#### Problem to work on:
Please repeat exactly the lines from the one containing "black blouse, locate" to the end of the entries below, both included, and omit all pictures.
^^^^^^^^^^^^^^^^
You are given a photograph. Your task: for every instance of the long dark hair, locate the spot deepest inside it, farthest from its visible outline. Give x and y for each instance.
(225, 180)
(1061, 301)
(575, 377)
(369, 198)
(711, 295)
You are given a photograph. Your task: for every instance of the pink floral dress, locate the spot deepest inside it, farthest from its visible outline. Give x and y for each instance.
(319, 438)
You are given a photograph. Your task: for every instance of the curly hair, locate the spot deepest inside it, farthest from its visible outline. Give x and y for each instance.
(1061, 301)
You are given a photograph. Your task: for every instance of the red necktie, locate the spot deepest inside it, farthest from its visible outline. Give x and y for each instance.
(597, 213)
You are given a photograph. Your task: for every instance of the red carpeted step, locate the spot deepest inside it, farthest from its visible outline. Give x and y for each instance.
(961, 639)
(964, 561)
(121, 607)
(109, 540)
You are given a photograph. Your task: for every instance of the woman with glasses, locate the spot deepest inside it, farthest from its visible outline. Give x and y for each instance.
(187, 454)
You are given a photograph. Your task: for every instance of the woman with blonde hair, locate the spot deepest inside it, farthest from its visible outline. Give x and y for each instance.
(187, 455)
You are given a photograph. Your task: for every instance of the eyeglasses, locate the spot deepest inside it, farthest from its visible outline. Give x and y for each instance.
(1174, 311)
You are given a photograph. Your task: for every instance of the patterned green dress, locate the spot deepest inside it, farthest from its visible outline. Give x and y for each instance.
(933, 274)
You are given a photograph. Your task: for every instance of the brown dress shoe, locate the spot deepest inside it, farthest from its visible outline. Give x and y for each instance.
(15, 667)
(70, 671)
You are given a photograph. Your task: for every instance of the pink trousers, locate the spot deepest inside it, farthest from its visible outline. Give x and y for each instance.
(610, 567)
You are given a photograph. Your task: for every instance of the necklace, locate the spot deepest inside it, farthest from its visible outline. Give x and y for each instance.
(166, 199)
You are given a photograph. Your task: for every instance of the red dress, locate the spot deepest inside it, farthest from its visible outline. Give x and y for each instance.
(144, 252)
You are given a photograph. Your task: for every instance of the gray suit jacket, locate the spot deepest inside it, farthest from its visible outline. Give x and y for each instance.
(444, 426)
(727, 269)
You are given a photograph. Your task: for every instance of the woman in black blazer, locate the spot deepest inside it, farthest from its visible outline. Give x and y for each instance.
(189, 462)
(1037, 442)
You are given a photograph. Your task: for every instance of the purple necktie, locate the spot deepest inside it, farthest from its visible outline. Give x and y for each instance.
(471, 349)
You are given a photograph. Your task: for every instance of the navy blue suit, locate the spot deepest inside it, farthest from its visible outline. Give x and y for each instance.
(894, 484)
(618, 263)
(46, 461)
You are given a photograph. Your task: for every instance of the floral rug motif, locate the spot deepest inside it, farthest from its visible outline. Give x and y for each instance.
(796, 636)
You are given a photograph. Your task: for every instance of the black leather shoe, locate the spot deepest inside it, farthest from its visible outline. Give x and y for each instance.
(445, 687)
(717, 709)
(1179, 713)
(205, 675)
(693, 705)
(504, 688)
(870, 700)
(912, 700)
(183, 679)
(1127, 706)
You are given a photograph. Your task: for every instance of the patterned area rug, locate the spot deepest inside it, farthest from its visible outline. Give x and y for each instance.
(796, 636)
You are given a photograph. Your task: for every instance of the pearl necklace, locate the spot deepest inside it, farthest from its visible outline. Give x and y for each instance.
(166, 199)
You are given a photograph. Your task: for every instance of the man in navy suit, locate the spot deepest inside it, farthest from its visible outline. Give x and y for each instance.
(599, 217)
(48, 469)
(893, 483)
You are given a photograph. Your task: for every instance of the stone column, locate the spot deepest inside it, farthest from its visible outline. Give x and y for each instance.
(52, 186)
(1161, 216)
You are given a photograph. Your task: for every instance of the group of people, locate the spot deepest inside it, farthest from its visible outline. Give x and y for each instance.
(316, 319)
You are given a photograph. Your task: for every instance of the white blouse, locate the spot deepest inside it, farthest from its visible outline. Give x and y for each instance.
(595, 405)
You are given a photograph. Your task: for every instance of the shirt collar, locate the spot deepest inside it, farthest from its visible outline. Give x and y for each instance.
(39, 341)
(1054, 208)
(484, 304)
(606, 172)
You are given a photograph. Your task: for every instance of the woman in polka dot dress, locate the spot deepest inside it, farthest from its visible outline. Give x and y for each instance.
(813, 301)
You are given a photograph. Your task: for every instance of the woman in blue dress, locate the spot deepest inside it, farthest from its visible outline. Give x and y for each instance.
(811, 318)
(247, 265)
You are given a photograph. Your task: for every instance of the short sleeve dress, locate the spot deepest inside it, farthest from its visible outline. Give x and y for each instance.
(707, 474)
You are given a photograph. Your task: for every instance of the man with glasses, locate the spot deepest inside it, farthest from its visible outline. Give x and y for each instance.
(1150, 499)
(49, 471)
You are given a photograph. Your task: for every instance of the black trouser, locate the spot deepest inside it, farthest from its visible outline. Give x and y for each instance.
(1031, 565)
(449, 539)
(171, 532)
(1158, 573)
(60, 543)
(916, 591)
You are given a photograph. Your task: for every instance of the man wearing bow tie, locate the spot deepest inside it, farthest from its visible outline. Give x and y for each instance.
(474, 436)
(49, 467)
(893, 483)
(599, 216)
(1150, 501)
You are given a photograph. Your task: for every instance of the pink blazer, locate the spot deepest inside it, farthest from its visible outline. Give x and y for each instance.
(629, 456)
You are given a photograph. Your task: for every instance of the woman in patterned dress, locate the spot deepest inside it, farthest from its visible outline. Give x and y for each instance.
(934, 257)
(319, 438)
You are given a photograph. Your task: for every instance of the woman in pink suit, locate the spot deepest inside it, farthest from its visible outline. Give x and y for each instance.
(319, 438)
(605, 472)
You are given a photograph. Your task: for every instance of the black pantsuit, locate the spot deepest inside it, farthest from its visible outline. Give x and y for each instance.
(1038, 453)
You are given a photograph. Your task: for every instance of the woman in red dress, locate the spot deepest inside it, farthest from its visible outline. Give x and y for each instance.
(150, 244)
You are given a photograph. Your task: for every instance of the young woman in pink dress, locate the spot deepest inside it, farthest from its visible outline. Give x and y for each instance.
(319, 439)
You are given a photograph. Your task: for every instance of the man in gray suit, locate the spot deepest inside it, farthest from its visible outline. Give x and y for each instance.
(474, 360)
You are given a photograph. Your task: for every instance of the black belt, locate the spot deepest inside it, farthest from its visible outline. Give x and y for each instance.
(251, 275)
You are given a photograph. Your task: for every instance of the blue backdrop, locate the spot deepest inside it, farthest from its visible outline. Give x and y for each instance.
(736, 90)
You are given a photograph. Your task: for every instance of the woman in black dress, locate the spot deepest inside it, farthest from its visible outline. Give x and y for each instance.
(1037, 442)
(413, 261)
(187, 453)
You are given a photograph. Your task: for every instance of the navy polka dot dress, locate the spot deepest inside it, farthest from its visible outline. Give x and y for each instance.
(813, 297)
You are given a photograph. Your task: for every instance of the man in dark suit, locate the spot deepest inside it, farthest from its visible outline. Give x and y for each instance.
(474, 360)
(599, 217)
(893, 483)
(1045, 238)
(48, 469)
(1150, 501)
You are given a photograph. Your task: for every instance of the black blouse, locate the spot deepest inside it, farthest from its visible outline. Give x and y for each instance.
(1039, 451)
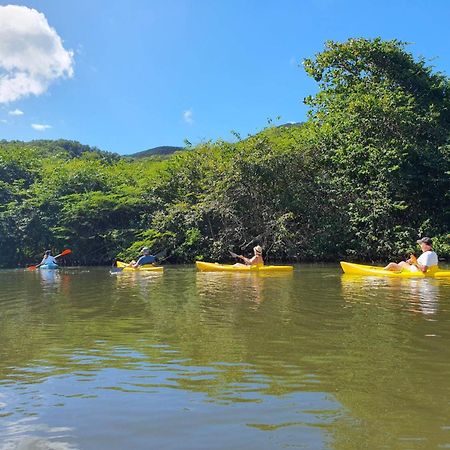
^^^^^^^^^^^^^^^^
#### Task result:
You are given a photograph. Your task: for every instance of the black blouse, locate the spot deepest inside it, farthest from its visible outline. Give x and y for each instance.
(1039, 451)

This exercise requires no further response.